(A run of records)
☆ ☆ ☆

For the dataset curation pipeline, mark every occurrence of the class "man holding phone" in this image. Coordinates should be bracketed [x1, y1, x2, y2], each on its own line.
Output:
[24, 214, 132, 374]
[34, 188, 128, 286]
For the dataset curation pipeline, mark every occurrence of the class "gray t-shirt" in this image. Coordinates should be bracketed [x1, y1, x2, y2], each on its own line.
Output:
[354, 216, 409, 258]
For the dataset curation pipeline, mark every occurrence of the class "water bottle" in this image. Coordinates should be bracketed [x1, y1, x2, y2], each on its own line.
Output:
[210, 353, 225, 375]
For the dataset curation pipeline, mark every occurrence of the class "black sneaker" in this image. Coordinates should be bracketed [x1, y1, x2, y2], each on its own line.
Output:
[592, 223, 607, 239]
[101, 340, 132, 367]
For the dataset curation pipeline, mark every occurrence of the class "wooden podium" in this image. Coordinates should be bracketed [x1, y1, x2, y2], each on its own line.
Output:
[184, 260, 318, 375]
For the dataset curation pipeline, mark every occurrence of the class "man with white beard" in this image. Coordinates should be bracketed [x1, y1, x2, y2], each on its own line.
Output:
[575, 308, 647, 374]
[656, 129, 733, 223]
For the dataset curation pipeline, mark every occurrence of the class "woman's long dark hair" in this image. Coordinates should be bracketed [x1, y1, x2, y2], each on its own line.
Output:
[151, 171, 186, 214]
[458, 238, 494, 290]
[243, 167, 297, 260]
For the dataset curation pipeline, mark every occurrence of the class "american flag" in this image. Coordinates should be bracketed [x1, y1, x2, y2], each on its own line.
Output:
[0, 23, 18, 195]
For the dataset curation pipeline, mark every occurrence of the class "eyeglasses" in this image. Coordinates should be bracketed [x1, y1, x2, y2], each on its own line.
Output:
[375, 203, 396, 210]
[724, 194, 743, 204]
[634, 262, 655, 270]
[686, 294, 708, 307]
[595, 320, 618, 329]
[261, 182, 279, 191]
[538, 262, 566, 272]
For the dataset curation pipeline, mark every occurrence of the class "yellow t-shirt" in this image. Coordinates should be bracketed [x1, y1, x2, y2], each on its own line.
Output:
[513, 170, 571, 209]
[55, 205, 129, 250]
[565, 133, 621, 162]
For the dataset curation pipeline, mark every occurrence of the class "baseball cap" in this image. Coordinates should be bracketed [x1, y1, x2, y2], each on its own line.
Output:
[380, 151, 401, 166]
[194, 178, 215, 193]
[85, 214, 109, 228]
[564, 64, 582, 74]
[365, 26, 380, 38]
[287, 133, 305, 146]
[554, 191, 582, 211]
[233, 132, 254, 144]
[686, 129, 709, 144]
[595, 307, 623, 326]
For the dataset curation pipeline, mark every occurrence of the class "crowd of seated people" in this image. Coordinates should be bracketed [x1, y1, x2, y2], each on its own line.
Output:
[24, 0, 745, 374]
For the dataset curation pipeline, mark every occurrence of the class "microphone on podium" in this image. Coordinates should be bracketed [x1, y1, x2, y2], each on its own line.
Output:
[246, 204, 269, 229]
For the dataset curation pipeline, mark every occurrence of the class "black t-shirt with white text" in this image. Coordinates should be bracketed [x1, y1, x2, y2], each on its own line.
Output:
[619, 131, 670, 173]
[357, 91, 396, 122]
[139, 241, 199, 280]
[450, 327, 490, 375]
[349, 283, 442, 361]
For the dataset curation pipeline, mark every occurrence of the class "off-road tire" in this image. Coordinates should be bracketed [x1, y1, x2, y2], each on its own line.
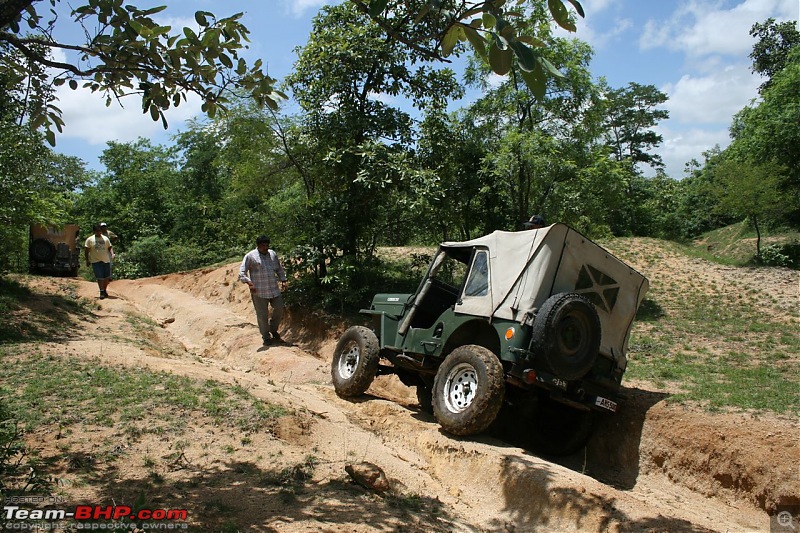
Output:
[417, 383, 433, 414]
[433, 344, 505, 436]
[331, 326, 380, 398]
[531, 292, 602, 380]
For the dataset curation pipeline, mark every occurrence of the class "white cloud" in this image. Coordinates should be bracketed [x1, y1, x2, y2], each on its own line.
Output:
[645, 127, 731, 179]
[661, 65, 761, 124]
[282, 0, 339, 18]
[56, 86, 201, 145]
[565, 13, 633, 48]
[639, 0, 797, 57]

☆ ☆ ☆

Set problem
Quote the listing above verbatim, from its first line down to and including the line that contains "[0, 23, 18, 195]".

Full solution
For the dataset curation pipeline, mark every occurrence of the class "man holding phone" in this image. Coordinates should be bracketed [x1, y1, x2, y2], each on its own line.
Output:
[24, 214, 132, 374]
[34, 188, 128, 286]
For the dataset curation pipeline, mark every occurrence of the class "gray t-shirt" in this image. Coordinates should be bracketed [x1, y1, x2, y2], each on its own line.
Output:
[354, 216, 409, 258]
For the dataset curation pipeline, mark every occurrence of the class "water bottle" in this image. Coordinates should be bracketed [x1, y1, x2, y2], each on its own line.
Output:
[210, 353, 225, 375]
For the dataset curation pipeline, mark every occurrence of the class "black sneaker" in this image. Coordinates should be bracketed [x1, y1, x2, y2], each on its own line.
Output:
[592, 223, 607, 239]
[101, 340, 132, 367]
For the dataset curation pipeline, mark every occurrence of the class "wooden podium" in this image. Coordinates should be bracketed [x1, y1, x2, y2], each on its own line.
Output:
[184, 260, 318, 375]
For the dataset curation pipeline, mark every occurrence of the class "man with white beard" in this image. Coordinates should be bracketed [x1, y1, x2, y2], each on its own line.
Output:
[575, 308, 647, 374]
[656, 129, 733, 223]
For the dataset curation pipeline, mark every occurrence of the class "woman's long dark hair" in this image. Coordinates should be bracketed [x1, y1, x2, y2], each on its own line.
Output:
[151, 171, 186, 214]
[458, 238, 494, 290]
[243, 167, 297, 260]
For the dataset curation pipeline, mark every occurrence of the class "american flag" in this image. Coordinates should be bracketed [x1, y1, x2, y2], each on its own line.
Output:
[0, 23, 18, 195]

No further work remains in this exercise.